Your objective. Pick up the personal essay below, about extra free time during the pandemic and starting Russell Brand's Revolution, and continue it from its last sentence.

Passage for review.
-- Opening Marker --

One of the few silver linings of this pandemic pandemonium has been the additional free time it has brought. Despite having very little paid work last year, Jack and have kept ourselves almost as busy as if we were up to our ears in deadlines. I say almost because in reality, our working day has shortened by around an hour and a half. Instead of getting up at 7:30am, since the arrival of the coldest winter we have yet experienced in Portugal, I don’t currently crawl reluctantly out of my warm quilt until 8am. At the other end of the day, instead of working through to 6:30pm before cracking a beer, we now finish around 5:30pm and settle down to read.
As the year progressed, we both managed to work our way through every book in the house that we had not yet got round to reading. And so I have started reading Russell Brand’s Revolution. I was not a fan of Russell Brand until I watched the BBC Newsnight Jeremy Paxman interview in 2013 and was blown away by his sense of injustice at the current political system, his flamboyant eloquence and his ability to stand up to Paxman, not in a combative way but in an honest, sincere expression of his complete disillusionment with the system. I also thought he was very funny.

-- Closing Marker --

Data for review.
-- Opening Marker --

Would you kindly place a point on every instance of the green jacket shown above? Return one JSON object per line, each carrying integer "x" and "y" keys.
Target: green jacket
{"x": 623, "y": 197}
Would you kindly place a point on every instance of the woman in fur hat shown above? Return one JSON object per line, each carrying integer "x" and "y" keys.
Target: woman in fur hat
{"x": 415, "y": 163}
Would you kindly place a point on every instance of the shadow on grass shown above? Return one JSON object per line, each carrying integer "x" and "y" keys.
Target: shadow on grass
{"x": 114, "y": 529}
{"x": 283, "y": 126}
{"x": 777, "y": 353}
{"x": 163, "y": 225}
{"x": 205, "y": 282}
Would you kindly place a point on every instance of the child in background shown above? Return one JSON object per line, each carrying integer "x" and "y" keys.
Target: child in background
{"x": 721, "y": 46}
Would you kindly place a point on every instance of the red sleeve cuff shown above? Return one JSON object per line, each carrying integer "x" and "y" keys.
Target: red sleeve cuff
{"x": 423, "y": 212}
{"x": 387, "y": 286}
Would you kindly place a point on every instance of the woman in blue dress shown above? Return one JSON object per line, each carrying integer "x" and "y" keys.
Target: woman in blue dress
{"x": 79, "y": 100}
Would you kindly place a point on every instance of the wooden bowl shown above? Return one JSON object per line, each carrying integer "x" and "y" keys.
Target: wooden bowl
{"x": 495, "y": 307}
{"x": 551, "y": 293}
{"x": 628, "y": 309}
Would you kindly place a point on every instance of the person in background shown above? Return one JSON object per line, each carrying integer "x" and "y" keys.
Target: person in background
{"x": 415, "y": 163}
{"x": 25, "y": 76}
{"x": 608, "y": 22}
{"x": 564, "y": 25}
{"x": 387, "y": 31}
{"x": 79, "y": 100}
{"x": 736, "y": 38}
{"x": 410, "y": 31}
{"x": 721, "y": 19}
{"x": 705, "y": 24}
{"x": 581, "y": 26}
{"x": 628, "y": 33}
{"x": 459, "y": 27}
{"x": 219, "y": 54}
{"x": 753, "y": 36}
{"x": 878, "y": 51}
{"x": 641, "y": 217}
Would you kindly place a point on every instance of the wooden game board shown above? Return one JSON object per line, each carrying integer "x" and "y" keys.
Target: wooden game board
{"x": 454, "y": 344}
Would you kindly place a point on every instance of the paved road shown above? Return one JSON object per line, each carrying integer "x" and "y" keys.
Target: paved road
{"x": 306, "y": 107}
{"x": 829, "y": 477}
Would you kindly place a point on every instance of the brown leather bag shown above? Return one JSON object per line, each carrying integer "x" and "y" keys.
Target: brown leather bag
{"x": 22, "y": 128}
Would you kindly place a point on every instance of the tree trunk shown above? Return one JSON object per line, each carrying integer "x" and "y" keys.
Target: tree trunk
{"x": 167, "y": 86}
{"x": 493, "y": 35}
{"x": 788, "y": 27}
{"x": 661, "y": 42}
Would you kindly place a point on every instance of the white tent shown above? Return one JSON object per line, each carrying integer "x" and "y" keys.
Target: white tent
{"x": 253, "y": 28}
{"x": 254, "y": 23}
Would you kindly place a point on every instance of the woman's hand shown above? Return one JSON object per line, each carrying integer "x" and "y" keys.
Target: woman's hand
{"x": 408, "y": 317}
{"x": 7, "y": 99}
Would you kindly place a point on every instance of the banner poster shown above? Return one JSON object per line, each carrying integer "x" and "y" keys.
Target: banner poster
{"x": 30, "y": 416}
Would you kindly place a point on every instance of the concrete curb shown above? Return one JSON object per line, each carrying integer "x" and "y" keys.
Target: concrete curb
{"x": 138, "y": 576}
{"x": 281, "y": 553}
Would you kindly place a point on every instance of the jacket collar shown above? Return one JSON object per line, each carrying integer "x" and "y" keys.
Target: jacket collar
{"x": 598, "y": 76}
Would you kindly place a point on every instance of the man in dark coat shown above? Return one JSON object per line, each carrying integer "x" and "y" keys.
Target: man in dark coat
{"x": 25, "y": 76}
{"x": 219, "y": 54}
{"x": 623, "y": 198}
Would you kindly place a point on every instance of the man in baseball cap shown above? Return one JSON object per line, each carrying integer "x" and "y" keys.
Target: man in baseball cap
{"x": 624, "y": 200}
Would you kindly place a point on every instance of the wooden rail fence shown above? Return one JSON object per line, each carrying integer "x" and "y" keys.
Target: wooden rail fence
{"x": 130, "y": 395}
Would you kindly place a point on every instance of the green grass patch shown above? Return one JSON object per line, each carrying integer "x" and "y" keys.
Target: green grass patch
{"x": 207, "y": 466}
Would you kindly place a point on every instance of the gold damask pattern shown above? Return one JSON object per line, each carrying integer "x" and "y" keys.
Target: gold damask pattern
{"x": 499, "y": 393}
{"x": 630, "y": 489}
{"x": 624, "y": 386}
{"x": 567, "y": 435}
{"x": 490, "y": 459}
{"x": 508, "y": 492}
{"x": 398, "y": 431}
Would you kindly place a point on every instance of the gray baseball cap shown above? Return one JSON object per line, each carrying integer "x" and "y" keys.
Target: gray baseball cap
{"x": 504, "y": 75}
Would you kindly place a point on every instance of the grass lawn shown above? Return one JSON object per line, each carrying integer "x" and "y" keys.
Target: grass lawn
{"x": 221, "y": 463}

-- Closing Marker --

Task answer.
Being able to hear the author’s voice in my head as I read this book is a new experience for me and one that is definitely enhancing my enjoyment of the reading but the most surprising thing about Revolution is just how incredibly funny it is. This is not just a wry smile kind of funny, this is laugh-out-loud funny. The problem is, I keep wanting to quote sections of it to Jack as I’m reading and I have to check myself constantly. I mean, who wants to have someone disturb their reading hour by quoting chunks out of a book they’re intending to read themselves?
So instead of annoying Jack, I’ll just share one of the bounteous gems that infuse Russell’s text here. In an early chapter, he’s talking about the ability to achieve a state of mind that removes you from the physical and remembered shackles that bind you in order to be able to do something extraordinary whether it’s taking a penalty in front of 80,000 supporters or walking a high wire suspended between the Twin Towers:
“The last thing you want when suspended a mile above Manhattan in little ballet slippers is some taunting, recorded voice from your childhood telling you you’re a c*nt.”